■ À faire:
(A) Pouvez-vous réécrire le passage du carnet de lectures compris entre « Heureusement, d'ailleurs, car » et « lire Nuruddin Farah. », inclus, en renommant « Nuruddin Farah » en « Chinua Achebe » ?
(B) Pourriez-vous prolonger le carnet de lectures au-delà de sa dernière phrase ?

■ Extrait du document:
········
Tiens ! je croyais l'avoir publiée en son temps, celle-ci :

9 mars. Sur l’album enregistré en 2000 par le quatuor de Jim Black, il y a une composition intitulée “Auk and Dromedary”. Ford Madox Ford n’appelait-il pas le roman qui l’a fait passer à la postérité, The Good Soldier, « my great auk’s egg » ? Ce sont bosses de dromadaire, seules éloignées, isolées. Je continue de préférer, encore et toujours, The Rash Act et Parade’s End.

Hier matin, au réveil, j’avais quatre livres en cours de lecture ; hier soir, deux seulement. Entre-temps, j’en avais fini trois, et commencé un autre. Cet autre est bientôt terminé, et j’en parlerai bientôt : il s’agit du récit de Michèle Laforest, Tutuola mon bon maître, préfacé par Alain Ricard.

 

Heureusement, d'ailleurs, car j'ai fini de lire le roman de Michèle Laforest il y a quinze jours, et je n'en ai toujours pas soufflé mot.

mardi, 20 mars 2007

Nuruddin Farah on PBS

Bien sûr, il faut lire Nuruddin Farah.

Pour ceux que je bassine depuis si longtemps avec ce remarquable écrivain somalien de langue anglaise, voici un petit lien vers une interview récente. En cliquant sur le lien Streaming Video, juste en haut de l'article et à côté de la photo de Nuruddin, vous pourrez le voir & l'entendre en action.

lundi, 19 mars 2007

Détruire dit-elle (Duras, dis-je)

Elle se calme.

Il a pris le le livre, le sien à lui, il l'ouvre. Il ne lit pas.

Des voix arrivent du parc.

Elle sort.

Elle vient de sortir.

Il ferme le livre.

(Détruire dit-elle, p. 14)

 

Pourquoi ai-je été déçu par Détruire dit-elle. Il fut un temps où je n'aimais pas Duras, sans l'avoir lue. Ce temps est de longtemps révolu. En fait, j'avais beaucoup aimé Moderato cantabile et plus encore Un barrage contre le Pacifique, vers mes quatorze ans, puis je m'étais éloigné de Duras, ne la comprenant pas. Donc quand j'écris que je ne l'avais pas lue quand je ne l'aimais pas, c'est faux. Plutôt je l'avais lue mais refusais de me rappeler l'avoir lue et aimée. (Oui, c'est aussi compliqué que du Duras.)

Le dernier Duras que j'ai lu, avant Détruire dit-elle, ce sont ces exquis Petits chevaux de Tarquinia, un roman splendide, retenu, ténu & chantant. J'ai dû lire ça il y a un an et demi, deux ans et demi peut-être. C'était l'été, on ruisselait. (Trois ans et demi ?)

Depuis longtemps je me suis réconcilié avec Duras, mais ce fut long. Il a fallu passer par Pinget, Beckett en anglais, Gertrude Stein, par Isou aussi, et même peut-être qui sait par Breyten B. Alors je me dis que j'ai le droit de m'avouer déçu par Détruire dit-elle. Puis aussi je n'écris quasiment jamais le moindre mot de tous ces livres que je lis et que je lis même en me disant que je vais écrire quelque chose à leur sujet dans ce carnétoile et finalement je n'écris rien s'empilent les livres lus et même parfois cornés ou ornés d'une ou plusieurs feuilles de très petit format (A6, je dirais) où se trouvent des notes prises en vue de ces textes que je n'écris jamais dans ce carnétoile.
········
■ Informations fournies:
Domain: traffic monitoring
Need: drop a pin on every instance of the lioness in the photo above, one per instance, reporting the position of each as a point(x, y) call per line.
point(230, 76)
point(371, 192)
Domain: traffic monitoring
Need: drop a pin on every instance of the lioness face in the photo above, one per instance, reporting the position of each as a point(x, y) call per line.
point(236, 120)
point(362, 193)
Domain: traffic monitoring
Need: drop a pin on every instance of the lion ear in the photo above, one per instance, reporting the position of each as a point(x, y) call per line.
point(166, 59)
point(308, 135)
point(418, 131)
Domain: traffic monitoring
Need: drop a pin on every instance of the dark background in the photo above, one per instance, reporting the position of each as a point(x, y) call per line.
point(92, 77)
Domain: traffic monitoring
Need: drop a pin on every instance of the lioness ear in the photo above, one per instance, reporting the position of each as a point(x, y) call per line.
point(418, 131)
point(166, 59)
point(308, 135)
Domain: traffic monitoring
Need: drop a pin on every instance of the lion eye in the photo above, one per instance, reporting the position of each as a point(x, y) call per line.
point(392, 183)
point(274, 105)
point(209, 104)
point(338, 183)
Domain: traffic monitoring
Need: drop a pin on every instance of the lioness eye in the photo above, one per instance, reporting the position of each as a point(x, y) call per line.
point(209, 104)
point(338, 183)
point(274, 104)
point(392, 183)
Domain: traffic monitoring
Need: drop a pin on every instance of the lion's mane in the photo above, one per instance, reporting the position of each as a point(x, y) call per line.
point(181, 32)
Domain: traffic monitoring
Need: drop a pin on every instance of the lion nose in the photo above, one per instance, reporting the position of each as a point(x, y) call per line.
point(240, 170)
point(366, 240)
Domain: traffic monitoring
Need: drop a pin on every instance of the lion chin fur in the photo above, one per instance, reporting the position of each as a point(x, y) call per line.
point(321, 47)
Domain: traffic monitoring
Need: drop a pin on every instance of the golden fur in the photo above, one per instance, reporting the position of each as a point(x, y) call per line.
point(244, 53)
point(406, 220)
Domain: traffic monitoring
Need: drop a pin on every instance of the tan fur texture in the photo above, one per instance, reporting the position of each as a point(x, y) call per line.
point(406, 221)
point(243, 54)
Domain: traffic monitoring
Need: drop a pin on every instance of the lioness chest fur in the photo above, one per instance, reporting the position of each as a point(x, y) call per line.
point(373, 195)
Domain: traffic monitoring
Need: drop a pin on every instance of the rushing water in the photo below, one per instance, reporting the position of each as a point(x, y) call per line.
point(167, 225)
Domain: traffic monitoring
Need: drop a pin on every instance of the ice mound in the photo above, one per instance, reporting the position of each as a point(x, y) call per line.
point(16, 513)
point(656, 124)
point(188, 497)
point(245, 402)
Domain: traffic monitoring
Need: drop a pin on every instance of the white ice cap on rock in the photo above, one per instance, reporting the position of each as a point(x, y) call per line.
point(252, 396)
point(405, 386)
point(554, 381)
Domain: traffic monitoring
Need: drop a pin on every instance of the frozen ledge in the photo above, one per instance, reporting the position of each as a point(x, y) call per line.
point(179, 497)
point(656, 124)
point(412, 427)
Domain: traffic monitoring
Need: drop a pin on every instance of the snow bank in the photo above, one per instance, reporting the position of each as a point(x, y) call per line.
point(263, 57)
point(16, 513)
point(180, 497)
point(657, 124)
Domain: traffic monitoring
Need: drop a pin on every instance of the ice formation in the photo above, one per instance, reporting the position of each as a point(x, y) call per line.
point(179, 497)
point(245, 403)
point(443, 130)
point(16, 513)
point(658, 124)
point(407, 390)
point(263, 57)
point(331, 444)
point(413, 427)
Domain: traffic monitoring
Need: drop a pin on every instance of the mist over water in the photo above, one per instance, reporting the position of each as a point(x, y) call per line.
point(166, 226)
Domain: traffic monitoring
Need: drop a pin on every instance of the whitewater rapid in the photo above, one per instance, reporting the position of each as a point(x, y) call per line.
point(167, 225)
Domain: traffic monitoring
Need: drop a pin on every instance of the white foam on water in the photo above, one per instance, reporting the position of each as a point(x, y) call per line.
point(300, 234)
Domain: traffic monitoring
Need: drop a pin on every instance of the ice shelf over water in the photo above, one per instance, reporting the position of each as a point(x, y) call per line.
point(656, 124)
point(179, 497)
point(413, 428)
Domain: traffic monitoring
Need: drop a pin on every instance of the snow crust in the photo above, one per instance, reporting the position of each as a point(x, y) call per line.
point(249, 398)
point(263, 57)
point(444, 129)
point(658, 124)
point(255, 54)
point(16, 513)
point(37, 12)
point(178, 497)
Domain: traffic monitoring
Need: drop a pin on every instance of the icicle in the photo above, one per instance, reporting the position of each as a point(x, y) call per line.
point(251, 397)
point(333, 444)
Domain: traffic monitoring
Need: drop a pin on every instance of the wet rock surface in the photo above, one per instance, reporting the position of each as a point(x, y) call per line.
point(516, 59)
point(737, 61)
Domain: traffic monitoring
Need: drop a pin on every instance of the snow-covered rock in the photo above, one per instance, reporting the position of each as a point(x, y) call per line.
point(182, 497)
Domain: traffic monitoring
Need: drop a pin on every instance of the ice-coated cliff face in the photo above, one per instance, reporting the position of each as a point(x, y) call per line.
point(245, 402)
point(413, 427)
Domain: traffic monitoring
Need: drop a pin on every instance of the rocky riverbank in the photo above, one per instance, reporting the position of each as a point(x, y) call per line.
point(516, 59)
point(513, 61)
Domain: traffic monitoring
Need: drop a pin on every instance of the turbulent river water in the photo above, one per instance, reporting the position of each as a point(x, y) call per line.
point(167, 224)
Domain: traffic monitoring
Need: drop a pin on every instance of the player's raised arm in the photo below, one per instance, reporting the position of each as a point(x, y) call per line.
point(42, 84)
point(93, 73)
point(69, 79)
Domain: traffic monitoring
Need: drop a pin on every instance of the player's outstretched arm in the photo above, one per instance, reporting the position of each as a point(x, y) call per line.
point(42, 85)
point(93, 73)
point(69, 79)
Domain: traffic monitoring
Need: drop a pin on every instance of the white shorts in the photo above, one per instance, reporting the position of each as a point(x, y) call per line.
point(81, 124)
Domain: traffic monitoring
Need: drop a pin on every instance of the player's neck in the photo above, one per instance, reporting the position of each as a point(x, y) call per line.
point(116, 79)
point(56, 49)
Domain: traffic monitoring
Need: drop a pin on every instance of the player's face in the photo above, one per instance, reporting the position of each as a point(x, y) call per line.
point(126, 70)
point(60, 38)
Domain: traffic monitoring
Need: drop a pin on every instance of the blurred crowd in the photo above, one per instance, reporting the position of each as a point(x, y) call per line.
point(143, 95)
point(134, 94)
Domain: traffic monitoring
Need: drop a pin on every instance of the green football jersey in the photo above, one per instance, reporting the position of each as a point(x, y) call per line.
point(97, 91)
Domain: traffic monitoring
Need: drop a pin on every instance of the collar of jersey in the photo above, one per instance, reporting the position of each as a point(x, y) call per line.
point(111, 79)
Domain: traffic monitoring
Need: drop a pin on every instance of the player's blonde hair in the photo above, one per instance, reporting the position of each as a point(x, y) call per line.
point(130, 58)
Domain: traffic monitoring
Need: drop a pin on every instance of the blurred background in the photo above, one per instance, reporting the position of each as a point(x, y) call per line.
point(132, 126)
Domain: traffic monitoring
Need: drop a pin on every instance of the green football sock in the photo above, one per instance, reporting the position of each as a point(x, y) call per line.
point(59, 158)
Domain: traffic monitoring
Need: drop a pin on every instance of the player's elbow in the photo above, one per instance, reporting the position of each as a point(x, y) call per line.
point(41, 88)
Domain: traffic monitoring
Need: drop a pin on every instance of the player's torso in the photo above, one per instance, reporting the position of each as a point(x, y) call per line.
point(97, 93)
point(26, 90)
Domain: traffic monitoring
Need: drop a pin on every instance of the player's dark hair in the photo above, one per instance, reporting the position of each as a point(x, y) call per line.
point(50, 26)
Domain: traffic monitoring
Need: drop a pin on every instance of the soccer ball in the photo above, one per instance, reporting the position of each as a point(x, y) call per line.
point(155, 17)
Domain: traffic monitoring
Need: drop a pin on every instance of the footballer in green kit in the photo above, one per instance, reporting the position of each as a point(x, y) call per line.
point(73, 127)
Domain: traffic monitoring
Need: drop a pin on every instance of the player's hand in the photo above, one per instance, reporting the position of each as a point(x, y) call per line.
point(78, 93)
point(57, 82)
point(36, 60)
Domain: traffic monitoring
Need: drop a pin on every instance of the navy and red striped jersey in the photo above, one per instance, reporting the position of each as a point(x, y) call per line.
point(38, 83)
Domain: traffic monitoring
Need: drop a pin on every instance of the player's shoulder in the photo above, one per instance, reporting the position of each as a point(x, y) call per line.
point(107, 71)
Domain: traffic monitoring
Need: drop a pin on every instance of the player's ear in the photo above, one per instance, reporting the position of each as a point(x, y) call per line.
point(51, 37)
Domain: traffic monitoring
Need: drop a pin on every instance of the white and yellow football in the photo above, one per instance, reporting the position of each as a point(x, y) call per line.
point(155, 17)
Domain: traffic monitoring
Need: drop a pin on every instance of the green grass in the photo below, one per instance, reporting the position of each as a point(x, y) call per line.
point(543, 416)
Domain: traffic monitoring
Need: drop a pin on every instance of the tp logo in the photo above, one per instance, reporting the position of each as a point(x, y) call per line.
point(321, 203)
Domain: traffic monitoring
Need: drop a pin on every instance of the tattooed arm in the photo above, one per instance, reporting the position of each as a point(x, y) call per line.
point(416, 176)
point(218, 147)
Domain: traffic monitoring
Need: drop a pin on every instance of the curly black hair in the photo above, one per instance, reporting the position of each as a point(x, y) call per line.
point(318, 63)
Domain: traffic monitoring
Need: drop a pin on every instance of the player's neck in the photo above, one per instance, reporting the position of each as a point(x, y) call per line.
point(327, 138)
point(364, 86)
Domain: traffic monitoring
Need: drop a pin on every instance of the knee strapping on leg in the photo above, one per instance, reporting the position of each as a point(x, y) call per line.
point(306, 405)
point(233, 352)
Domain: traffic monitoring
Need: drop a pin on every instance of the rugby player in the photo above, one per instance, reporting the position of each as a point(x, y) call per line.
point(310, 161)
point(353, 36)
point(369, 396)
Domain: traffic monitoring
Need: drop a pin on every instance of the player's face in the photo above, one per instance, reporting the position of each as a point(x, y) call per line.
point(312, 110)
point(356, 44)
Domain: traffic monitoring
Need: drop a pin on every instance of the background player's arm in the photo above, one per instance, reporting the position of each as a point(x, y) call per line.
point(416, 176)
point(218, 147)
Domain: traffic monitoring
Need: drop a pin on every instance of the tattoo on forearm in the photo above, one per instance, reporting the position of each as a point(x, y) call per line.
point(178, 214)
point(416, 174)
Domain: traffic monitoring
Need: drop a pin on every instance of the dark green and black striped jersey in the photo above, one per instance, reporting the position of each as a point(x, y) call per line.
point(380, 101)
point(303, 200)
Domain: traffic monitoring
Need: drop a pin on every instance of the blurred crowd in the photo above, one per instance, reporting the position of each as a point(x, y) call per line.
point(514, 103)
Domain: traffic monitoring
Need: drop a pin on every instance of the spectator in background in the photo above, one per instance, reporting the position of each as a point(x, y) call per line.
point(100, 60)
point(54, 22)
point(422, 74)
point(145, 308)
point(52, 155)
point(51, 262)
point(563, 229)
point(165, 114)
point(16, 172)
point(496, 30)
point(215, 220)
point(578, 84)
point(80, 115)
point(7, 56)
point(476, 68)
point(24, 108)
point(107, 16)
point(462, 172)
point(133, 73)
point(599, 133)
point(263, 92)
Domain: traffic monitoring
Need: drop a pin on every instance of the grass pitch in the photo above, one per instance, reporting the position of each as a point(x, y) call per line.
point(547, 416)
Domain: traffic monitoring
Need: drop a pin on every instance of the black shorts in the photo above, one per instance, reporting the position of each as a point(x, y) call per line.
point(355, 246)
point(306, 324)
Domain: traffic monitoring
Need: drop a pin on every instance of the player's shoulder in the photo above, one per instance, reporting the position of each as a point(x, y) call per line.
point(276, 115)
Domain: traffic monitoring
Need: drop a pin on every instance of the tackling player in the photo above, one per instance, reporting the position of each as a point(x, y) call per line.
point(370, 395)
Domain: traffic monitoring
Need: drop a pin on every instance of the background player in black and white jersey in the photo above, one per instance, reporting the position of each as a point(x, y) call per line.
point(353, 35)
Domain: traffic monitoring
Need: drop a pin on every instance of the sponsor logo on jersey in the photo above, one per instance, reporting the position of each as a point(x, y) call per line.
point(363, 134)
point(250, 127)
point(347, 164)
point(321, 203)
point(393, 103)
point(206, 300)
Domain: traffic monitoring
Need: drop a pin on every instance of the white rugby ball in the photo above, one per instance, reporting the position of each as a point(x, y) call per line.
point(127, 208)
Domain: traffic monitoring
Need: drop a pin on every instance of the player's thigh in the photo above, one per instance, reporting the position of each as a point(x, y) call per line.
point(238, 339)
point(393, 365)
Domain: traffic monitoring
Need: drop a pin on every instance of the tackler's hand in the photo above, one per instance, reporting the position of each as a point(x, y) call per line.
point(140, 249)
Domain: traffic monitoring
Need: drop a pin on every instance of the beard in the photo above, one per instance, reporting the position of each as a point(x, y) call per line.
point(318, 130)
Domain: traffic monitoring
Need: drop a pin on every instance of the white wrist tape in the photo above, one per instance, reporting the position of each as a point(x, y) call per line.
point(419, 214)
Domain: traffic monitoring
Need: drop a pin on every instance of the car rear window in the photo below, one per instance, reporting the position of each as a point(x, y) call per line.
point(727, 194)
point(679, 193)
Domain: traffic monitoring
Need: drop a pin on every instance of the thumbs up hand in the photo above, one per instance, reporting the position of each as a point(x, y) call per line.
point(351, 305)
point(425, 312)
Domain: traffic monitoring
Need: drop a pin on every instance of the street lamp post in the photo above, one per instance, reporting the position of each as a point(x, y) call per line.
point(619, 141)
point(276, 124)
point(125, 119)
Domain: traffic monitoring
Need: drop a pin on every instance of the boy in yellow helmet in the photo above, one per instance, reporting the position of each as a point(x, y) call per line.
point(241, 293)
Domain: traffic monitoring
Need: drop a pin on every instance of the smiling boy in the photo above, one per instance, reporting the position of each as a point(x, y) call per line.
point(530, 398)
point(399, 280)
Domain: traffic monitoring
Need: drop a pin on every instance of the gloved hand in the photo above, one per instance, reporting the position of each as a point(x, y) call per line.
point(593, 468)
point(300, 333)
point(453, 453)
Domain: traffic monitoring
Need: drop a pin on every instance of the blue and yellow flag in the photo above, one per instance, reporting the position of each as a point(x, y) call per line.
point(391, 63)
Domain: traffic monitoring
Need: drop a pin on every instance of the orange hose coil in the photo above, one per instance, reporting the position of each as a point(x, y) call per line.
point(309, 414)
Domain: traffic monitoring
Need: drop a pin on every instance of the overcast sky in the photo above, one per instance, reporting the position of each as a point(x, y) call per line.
········
■ Corrigés des exercices:
(A)
Heureusement, d'ailleurs, car j'ai fini de lire le roman de Michèle Laforest il y a quinze jours, et je n'en ai toujours pas soufflé mot.

mardi, 20 mars 2007

Chinua Achebe on PBS

Bien sûr, il faut lire Chinua Achebe.

(B)
Les bouts de papier volants sont des feuilles A4 coupées en quatre, ça doit donc être du A6 oui.

Je n'ai encore rien dit de Détruire dit-elle. Je n'ai encore rien dit de ma déception en lisant Détruire dit-elle. Pourtant tout avait bien commencé. J'ai lu les trente ou quarante premières pages avant le concert de jazz de mardi soir. Séduit, porté par le rythme de cette histoire qui se dessinait.

Le soir, après le concert, avant la nuit, j'ai poursuivi. D'esquissée l'histoire prenait des contours plus précis. Le lendemain soir (après trop d'heures de minutes peut-être consacrées à autre chose, d'autres lectures, d'autres occupations (ce texte n'est-il pas aussi destiné au théâtre en ce qu'il faudrait le lire d'un trait?)), j'ai lu les quarante dernières pages, ce quadrille infernal de sentiments qui finit par aboutir à un quinconce inextricable. Et là déçu. Déçu si ça se trouve par trop de distance prise avec cette histoire (oui il aurait fallu lutter contre le sommeil mardi et ne pas repousser à mercredi la fin du roman) ou si ça se trouve parce que trop bizarres ou trop anticonformistes dans leurs désirs leur façon d'exprimer leurs désirs ces personnages n'ont pas su me toucher. J'ai eu aussi, sur la fin, le sentiment que l'écriture tournait plus à vide.

L'écriture de Duras a ceci de magique qu'elle est infiniment fragile et solide. De sa fragilité naît sa solidité, son pouvoir d'envoûtement. Mais une répétition de trop, une virgule qui se pose comme une goutte de rosée trop lourde sur une toile d'araignée, et terrible c'est le dessaisissement.

Toutefois les dernières pages, sur la musique, sont très belles.

Il y a la période majestueuse d'introït : "Avec une force incalculable, dans la sublime douceur, elle s'introduit dans l'hôtel." (Il me semble qu'une grande part du charme de cette phrase repose sur l'usage du déterminant la, plutôt qu'une, choix plus convenu, plus aisément compréhensible aussi.

Puis la période ramassée : "La musique recommence, cette fois dans une amplitude souveraine." (p. 136)

Enfin le recours au rythme binaire, en point d'orgue : "La voici en effet, fracassant les arbres, foudroyant les murs." (ibid.)

 

Avec ça je ne sais toujours pas pourquoi j'ai été déçu par Détruire dit-elle. Qu'importe quoi.

mercredi, 14 mars 2007

Petit Faucheux, 13 mars 2007

Cédric Piromalli / Patrice Grente / Pascal Le Gall

John O' Gallagher Trio

Huit heures et demie.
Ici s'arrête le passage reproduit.